- [EXCERPTED TEXT]
## Begin

Licata will be expected to improve this season, but he'll have to do it without his top two targets, Alex Neutz and Fred Lee, who combined for 119 receptions, 1,716 yards and 17 touchdowns. Now some young guys need to step it up in their absence. Boise Ross is the leading returning receiver, but caught just 13 passes last year. However, he has excellent speed and could open up defenses for the others. Devon Hughes (7-91-2), a former three-star recruit, and John Dunmore (3-30) are the other likely starters, and this group is high on potential. Tight ends Mason Schreck and Matt Weiser combined for 32 receptions, and should continue to be productive this season.
Branden Oliver's production (1,535 yards, 15 touchdowns) will be missed, but Buffalo certainly aren't thin at running back. Anthone Taylor is the leading returning rusher with 399 yards and three scores, and should be more productive with increased carries, but the Bulls will likely spread the load. James Potts was third with 201 yards, and is solid when healthy. Devin Campbell split out to receiver last season, but should contribute in the backfield in 2014. He was second on the team with 502 yards and 2 scores in 2012 though, and is a speedy outside runner.

## End

- [WORK TO DO]
In the passage on Buffalo's offense, who is named as the leading returning rusher?

- [RECORD EXCERPTS]
## Begin

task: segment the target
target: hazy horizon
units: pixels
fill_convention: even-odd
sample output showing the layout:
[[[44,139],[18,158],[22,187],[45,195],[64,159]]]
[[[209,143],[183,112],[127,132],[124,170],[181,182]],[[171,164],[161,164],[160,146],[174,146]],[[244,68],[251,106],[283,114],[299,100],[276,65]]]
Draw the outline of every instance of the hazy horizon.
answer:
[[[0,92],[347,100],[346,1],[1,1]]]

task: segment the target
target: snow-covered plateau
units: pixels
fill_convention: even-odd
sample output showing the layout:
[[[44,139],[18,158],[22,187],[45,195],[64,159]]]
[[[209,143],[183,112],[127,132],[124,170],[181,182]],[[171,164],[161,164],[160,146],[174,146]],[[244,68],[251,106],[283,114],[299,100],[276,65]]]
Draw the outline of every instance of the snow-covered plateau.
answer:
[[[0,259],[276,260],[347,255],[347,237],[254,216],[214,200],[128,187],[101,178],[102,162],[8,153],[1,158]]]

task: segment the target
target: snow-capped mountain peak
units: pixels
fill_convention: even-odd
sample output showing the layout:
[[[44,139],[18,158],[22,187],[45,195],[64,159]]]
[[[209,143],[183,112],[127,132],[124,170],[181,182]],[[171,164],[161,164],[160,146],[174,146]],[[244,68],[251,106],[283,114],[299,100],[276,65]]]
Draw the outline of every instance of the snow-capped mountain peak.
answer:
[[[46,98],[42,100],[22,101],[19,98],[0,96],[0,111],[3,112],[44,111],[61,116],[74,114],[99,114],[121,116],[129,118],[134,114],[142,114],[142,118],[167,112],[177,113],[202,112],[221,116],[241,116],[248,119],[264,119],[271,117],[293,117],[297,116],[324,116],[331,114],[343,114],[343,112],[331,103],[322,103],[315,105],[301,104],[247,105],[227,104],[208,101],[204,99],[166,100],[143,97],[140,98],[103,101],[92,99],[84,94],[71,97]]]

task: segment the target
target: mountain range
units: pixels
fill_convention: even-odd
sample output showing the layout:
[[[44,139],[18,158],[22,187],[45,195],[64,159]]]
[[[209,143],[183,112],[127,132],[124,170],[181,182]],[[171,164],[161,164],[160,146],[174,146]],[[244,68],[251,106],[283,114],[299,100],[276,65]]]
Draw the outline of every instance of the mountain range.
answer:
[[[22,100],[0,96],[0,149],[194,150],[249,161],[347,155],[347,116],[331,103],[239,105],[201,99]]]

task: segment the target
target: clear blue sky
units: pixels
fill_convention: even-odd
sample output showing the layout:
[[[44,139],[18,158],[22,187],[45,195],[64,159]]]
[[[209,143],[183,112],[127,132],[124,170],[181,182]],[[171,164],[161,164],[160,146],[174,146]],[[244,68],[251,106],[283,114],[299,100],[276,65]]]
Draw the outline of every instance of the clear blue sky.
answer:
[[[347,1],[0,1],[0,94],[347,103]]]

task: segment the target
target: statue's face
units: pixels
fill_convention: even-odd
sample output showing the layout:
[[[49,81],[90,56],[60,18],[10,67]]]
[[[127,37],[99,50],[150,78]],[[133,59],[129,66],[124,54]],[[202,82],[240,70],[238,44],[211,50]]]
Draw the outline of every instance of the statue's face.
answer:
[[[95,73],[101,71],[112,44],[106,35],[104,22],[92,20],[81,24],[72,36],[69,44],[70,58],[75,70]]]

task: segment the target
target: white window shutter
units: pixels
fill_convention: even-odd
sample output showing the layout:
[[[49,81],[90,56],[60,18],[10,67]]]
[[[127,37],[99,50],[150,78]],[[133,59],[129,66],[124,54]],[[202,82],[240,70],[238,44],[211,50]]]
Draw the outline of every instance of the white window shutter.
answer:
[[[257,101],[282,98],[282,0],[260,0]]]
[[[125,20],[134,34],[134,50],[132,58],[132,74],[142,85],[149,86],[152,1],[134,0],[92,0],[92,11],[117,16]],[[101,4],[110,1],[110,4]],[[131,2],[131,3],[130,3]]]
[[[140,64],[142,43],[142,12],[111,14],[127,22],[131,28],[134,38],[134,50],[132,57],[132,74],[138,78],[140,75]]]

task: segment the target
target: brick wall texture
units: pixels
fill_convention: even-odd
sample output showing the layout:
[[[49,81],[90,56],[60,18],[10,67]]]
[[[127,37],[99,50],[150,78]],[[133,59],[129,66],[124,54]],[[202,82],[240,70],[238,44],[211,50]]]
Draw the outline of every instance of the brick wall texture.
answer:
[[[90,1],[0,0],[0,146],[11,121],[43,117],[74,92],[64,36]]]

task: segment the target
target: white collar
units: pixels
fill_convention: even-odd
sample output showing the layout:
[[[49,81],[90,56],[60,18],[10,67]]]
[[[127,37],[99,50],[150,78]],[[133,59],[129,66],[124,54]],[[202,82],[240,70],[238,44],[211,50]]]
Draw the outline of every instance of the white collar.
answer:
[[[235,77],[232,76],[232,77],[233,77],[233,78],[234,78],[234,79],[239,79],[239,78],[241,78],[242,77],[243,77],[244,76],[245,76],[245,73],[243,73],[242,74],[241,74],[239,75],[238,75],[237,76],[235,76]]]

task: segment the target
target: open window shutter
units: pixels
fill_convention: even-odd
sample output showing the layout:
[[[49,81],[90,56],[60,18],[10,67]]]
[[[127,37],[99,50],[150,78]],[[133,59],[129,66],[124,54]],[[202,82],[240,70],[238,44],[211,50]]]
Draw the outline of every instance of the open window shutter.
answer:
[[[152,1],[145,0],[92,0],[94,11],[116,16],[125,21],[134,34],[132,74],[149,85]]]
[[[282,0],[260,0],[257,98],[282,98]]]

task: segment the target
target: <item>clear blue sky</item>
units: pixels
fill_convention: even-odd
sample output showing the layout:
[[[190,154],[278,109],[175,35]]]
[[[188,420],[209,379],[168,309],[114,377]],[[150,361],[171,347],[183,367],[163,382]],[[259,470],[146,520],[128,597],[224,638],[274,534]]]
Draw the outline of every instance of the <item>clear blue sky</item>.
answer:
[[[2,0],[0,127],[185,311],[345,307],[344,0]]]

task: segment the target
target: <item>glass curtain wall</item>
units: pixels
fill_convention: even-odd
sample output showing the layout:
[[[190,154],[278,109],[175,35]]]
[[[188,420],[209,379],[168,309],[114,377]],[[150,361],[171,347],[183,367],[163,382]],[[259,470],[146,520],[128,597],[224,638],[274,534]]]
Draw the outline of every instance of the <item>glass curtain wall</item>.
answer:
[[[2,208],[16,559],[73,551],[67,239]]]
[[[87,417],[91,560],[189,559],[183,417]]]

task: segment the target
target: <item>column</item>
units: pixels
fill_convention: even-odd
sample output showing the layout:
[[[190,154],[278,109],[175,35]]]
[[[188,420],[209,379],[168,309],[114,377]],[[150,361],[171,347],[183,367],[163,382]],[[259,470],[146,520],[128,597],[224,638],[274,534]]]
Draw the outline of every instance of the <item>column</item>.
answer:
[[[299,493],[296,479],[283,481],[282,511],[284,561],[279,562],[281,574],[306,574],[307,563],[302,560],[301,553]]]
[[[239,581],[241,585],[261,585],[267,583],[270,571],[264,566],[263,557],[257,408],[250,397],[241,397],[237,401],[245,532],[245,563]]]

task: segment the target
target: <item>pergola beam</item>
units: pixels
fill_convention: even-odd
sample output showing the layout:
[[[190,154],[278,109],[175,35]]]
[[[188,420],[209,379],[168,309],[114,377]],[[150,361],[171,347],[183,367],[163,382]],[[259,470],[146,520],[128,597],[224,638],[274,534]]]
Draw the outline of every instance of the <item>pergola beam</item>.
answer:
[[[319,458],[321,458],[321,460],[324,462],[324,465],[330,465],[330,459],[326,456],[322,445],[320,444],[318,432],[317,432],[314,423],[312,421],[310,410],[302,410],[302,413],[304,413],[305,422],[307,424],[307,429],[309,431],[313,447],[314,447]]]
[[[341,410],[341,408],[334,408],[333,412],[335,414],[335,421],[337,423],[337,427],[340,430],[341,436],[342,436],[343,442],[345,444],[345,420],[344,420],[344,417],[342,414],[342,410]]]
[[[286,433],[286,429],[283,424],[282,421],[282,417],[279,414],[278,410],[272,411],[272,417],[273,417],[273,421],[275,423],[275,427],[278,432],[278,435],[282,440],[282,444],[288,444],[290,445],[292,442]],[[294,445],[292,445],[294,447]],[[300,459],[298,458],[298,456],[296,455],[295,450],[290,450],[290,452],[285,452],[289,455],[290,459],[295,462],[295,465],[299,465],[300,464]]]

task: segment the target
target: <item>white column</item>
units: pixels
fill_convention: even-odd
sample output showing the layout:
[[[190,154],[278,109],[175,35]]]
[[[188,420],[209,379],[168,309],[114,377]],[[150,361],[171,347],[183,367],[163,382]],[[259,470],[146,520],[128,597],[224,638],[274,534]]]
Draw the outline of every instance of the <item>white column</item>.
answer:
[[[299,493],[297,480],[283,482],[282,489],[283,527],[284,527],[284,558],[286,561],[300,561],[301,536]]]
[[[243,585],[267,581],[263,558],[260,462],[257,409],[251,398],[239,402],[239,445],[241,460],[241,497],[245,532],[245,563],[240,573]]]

## End

- [EXPECTED OUTPUT]
Anthone Taylor, with 399 yards and three scores.